• [Your objective]:
All of the data below should be printed again exactly, pictures excluded.

[[ Information shown open ]]

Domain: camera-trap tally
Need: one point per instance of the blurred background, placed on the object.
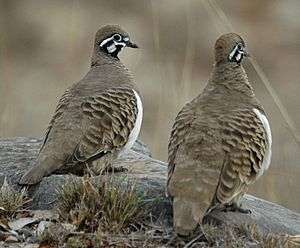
(46, 45)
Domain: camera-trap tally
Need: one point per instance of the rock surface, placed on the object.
(17, 155)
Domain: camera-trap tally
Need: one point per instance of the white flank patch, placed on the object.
(137, 126)
(267, 157)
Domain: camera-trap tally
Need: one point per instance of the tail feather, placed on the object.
(43, 167)
(186, 216)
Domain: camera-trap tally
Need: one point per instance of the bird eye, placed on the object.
(117, 37)
(240, 46)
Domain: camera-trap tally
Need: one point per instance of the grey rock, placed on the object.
(17, 156)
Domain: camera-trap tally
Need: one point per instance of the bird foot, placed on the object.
(234, 207)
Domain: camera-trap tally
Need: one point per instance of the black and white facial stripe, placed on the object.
(237, 53)
(114, 44)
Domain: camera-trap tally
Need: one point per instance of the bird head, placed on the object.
(111, 39)
(231, 48)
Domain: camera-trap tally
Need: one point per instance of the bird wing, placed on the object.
(178, 135)
(245, 140)
(60, 108)
(112, 116)
(194, 167)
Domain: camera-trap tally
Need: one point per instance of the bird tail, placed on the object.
(186, 216)
(43, 167)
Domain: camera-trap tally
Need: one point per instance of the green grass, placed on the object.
(11, 200)
(104, 204)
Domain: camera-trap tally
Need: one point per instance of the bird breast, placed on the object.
(137, 126)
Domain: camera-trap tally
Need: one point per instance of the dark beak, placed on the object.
(246, 54)
(131, 44)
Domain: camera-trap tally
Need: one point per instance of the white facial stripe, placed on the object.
(232, 53)
(105, 41)
(111, 48)
(236, 54)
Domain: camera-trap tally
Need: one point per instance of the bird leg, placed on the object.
(234, 207)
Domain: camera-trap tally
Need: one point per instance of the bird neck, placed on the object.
(100, 58)
(232, 76)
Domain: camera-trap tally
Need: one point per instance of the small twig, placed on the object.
(193, 240)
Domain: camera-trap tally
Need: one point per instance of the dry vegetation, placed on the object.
(11, 201)
(106, 203)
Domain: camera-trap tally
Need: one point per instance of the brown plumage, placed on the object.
(98, 117)
(220, 142)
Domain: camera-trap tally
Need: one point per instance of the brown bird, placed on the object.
(220, 142)
(98, 117)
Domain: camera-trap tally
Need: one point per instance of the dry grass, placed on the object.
(11, 200)
(103, 204)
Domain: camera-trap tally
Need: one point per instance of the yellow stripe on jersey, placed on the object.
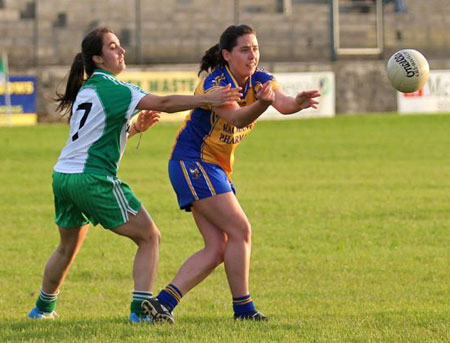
(188, 180)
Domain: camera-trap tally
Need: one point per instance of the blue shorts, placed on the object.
(194, 180)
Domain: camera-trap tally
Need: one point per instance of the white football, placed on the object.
(408, 70)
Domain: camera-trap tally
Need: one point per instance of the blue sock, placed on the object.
(243, 305)
(170, 297)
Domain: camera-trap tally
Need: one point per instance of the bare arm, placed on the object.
(243, 116)
(287, 104)
(174, 103)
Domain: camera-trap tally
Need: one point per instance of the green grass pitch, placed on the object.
(351, 236)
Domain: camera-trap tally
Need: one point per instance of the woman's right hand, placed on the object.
(222, 96)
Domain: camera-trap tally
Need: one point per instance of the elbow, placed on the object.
(164, 106)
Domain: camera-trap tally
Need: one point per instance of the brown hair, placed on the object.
(228, 40)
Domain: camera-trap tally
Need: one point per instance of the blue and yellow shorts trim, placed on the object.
(193, 180)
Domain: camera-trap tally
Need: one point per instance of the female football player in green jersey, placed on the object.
(201, 165)
(85, 184)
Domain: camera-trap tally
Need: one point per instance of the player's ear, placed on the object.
(226, 55)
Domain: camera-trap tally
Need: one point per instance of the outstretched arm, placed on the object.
(287, 104)
(174, 103)
(144, 121)
(243, 116)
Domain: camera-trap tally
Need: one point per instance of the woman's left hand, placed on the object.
(146, 119)
(306, 99)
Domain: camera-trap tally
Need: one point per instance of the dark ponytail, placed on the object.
(228, 40)
(82, 64)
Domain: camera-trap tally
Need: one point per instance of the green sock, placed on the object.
(46, 302)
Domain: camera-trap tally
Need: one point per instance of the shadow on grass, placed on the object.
(113, 329)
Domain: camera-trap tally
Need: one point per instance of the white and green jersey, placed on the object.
(99, 125)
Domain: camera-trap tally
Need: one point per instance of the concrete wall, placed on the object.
(179, 31)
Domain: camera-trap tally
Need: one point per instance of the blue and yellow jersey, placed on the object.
(207, 137)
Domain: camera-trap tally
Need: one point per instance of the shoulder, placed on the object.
(261, 76)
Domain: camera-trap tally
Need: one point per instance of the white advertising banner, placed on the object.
(292, 83)
(434, 97)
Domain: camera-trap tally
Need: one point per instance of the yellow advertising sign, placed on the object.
(164, 83)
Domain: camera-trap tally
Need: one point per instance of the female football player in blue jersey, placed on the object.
(85, 186)
(201, 165)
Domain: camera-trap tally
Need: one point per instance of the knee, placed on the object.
(67, 251)
(217, 255)
(151, 235)
(216, 252)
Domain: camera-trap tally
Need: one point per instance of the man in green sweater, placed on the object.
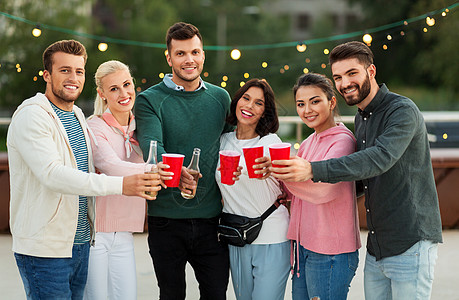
(181, 113)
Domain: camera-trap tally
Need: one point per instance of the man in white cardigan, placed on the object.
(52, 180)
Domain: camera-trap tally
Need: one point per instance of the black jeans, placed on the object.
(174, 242)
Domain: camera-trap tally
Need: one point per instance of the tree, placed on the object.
(417, 58)
(20, 53)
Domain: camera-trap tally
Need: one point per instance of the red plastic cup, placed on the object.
(229, 161)
(279, 151)
(175, 162)
(250, 154)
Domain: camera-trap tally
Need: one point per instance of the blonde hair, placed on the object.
(106, 68)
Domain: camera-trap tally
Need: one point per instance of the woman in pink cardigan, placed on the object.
(324, 221)
(112, 273)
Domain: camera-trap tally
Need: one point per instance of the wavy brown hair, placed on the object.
(269, 123)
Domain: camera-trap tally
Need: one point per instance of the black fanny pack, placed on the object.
(239, 230)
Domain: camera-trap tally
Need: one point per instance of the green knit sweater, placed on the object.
(181, 121)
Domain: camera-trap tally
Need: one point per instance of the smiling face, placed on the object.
(314, 108)
(250, 108)
(186, 57)
(118, 90)
(65, 82)
(352, 80)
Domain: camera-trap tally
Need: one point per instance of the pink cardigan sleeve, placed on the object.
(320, 192)
(107, 157)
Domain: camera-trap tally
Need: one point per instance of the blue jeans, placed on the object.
(405, 276)
(327, 277)
(174, 242)
(55, 278)
(260, 271)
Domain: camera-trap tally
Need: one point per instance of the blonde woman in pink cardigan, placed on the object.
(111, 273)
(323, 223)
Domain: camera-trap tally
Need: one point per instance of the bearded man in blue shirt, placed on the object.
(394, 168)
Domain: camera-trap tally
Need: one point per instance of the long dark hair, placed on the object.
(269, 123)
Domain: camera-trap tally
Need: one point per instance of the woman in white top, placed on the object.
(259, 270)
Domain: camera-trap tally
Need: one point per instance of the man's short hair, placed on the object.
(352, 49)
(181, 31)
(66, 46)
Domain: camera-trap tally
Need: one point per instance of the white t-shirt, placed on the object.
(252, 197)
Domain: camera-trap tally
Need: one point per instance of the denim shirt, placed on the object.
(394, 166)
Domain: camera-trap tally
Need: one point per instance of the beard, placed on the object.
(63, 96)
(363, 92)
(178, 72)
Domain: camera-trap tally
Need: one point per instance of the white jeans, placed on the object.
(111, 271)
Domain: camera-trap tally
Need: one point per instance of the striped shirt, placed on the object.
(80, 151)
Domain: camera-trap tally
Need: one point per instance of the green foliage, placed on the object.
(417, 58)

[[ Information shown closed ]]

• [Answer box]:
Domain: camera-trap tally
Need: one point per instance of the blurred background, placed on the object.
(46, 45)
Domain: camera-trap tally
Need: one point per instance of the rock surface, placed on the object.
(17, 155)
Domain: camera-trap tally
Need: one point per instance of the white flank patch, placed on the object.
(137, 126)
(267, 157)
Domain: camera-trap tally
Need: one point per instance of the tail feather, placed on the object.
(43, 167)
(186, 216)
Domain: camera-trap tally
Need: one point per instance of the bird eye, placed on the object.
(117, 37)
(240, 46)
Domain: camera-trap tally
Need: one point per instance of the grey rock, placed on the object.
(17, 156)
Domain: camera-trap tally
Need: one point per instance of the bird foot, placed on the object.
(234, 207)
Domain: camera-trap tally
Need: one point per instance of the black and white facial stripe, placed on the object.
(237, 53)
(114, 44)
Domain: camera-trap tally
Need: one point per instance of the bird head, placed on the object.
(111, 39)
(231, 48)
Domain: camera-trap tally
Need: one point per instance of the bird wing, placed on the object.
(178, 135)
(245, 140)
(60, 108)
(112, 116)
(194, 167)
Domain: camera-trap tally
Need: one point per instance of the bird tail, placed on the object.
(186, 216)
(43, 167)
Domain: camera-trap tally
Need: one point per instance of the green grass, placed on the object.
(11, 200)
(104, 204)
Domain: camera-trap tally
Need: one point per instance of the bird breast, placed on the object.
(137, 126)
Domain: camera-trap tally
Need: one point per instance of the dark beak, placed on the object.
(246, 54)
(131, 44)
Domain: camera-trap tally
Need: one point per instance of the white facial stripe, placed on the object.
(232, 53)
(105, 41)
(111, 48)
(236, 54)
Domain: camera-trap tally
Need: one point per instance of the bird leg, placed on the object.
(234, 207)
Domain: camera-trap tally
Need: one point per instance of the bird neck, placed on the object.
(100, 58)
(232, 76)
Domain: camera-trap tally
Need: one point per instance of the small twig, placed on the object.
(193, 240)
Domain: camera-trap tally
Need: one point per instance of the dry vegetation, placed on the object.
(11, 201)
(106, 203)
Domain: camera-trap tally
Need: one point per instance of the brown plumage, placed on the object.
(98, 117)
(220, 142)
Domain: camera-trap tally
Need: one point per instance of the brown bird, placed on the object.
(220, 142)
(98, 117)
Domain: camera-trap tally
Need: one point per instance of the dry grass, placed on the object.
(11, 200)
(103, 204)
Domain: camera-trap tally
Need: one point per instance of the yellow stripe on jersey, placed on the object.
(188, 180)
Domain: camera-trap tally
Need: one point per instance of the blue shorts, placed on the object.
(194, 180)
Domain: camera-trap tally
Need: one point per instance of the white football, placed on the object.
(408, 70)
Domain: camera-trap tally
Need: one point per instance of the blue sock, placed on the object.
(243, 305)
(170, 297)
Domain: camera-trap tally
Need: one point per instance of the bare arm, placed on the object.
(243, 116)
(287, 104)
(174, 103)
Domain: camera-trap tally
Need: one point per instance of the green grass pitch, placed on the object.
(351, 236)
Domain: camera-trap tally
Need: one point per instance of the woman's right hand, placed on the object.
(222, 96)
Domain: camera-trap tally
Need: one point per instance of the elbow, placed on the object.
(164, 106)
Domain: camera-trap tally
Need: one point per instance of the brown hair, placed on the object.
(228, 40)
Domain: camera-trap tally
Need: one point per instance of the blue and yellow shorts trim, placed on the object.
(193, 180)
Domain: camera-trap tally
Need: one point per instance of the female football player in green jersey, placed on the object.
(201, 165)
(85, 184)
Domain: camera-trap tally
Need: one point per instance of the player's ear, placed on the object.
(226, 55)
Domain: camera-trap tally
Need: one point per instance of the outstretched arm, placed on the object.
(287, 104)
(174, 103)
(144, 121)
(243, 116)
Domain: camera-trap tally
Need: one point per instance of the woman's left hand, placed on the object.
(146, 119)
(306, 99)
Domain: camera-trap tally
Need: one point per instance of the dark ponytail, placed on the object.
(228, 40)
(82, 64)
Domain: camera-trap tally
Need: one point per instance of the green sock, placed on the object.
(46, 302)
Domain: camera-trap tally
Need: one point per instance of the shadow on grass, placed on the object.
(113, 329)
Domain: camera-trap tally
Need: one point per instance of the white and green jersey, placed on the object.
(99, 125)
Domain: camera-trap tally
Need: one point per instance of the concrete wall, placed on the object.
(179, 31)
Domain: camera-trap tally
Need: one point per instance of the blue and yellow jersey, placed on the object.
(207, 137)
Domain: camera-trap tally
Need: one point per instance of the shoulder, placed on the object.
(261, 76)
Domain: camera-trap tally
Need: one point per instance of the white advertising banner, placed on the object.
(292, 83)
(434, 97)
Domain: camera-trap tally
Need: one point per instance of the yellow advertising sign, placed on the object.
(164, 83)
Domain: camera-trap tally
Need: one point per instance of the female football player in blue jersey, placed on the object.
(85, 186)
(201, 165)
Domain: camera-trap tally
Need: one point per instance of the knee, placed on the object.
(67, 251)
(217, 255)
(151, 235)
(216, 252)
Domain: camera-trap tally
Need: one point per instance of the man in green sweater, placed on the object.
(181, 113)
Domain: camera-trap tally
Need: one point per instance of the man in white cardigan, placed on the object.
(52, 180)
Domain: camera-trap tally
Need: one point per instance of the black jeans, placed on the object.
(174, 242)
Domain: camera-trap tally
Need: one point per instance of the tree, placed on the object.
(417, 58)
(20, 53)
Domain: camera-trap tally
Need: one point per instance of the red plastic cup, placed on the object.
(229, 161)
(279, 151)
(175, 162)
(250, 154)
Domain: camera-trap tally
Need: one point per instance of the blonde hair, placed on the object.
(106, 68)
Domain: camera-trap tally
Need: one point per instance of the woman in pink cardigan, placed on the object.
(324, 221)
(112, 273)
Domain: camera-trap tally
Need: one point per instance of the wavy brown hair, placed on the object.
(269, 123)
Domain: camera-trap tally
Need: one point per instance of the black fanny pack, placed on the object.
(239, 230)
Domain: camera-trap tally
Need: one point per instance of the green knit sweater, placed on the object.
(181, 121)
Domain: camera-trap tally
Need: one point per instance of the smiling face, placed on the object.
(314, 108)
(250, 108)
(186, 57)
(118, 90)
(65, 82)
(352, 80)
Domain: camera-trap tally
Need: one point per instance of the pink cardigan sleeve, placed on the object.
(320, 192)
(107, 157)
Domain: camera-trap tally
Need: one point per instance of the blue jeans, placed on the object.
(405, 276)
(327, 277)
(174, 242)
(55, 278)
(260, 271)
Domain: camera-trap tally
Need: one point per instance of the blonde woman in pink cardigan, placed on the object.
(111, 273)
(323, 223)
Domain: camera-trap tally
Need: one point per instance of the bearded man in blue shirt, placed on the object.
(394, 168)
Domain: camera-trap tally
Need: one point per instance of the long dark hair, placed on the object.
(269, 123)
Domain: camera-trap tally
Need: one point per instance of the woman in white top, placed on the object.
(259, 270)
Domain: camera-trap tally
Need: one point per instance of the man's short hair, placed on the object.
(352, 49)
(181, 31)
(66, 46)
Domain: camera-trap tally
Need: one point per instance of the white t-shirt, placed on the object.
(252, 197)
Domain: camera-trap tally
Need: one point per instance of the denim shirt, placed on the object.
(394, 166)
Domain: camera-trap tally
Need: one point per instance of the beard, placed on the object.
(63, 96)
(363, 92)
(178, 72)
Domain: camera-trap tally
Need: one point per instance of the white jeans, placed on the object.
(111, 271)
Domain: camera-trap tally
Need: one point per instance of the striped shirt, placed on the object.
(80, 151)
Domain: camera-trap tally
Need: one point per instance of the green foliage, placed on the object.
(417, 58)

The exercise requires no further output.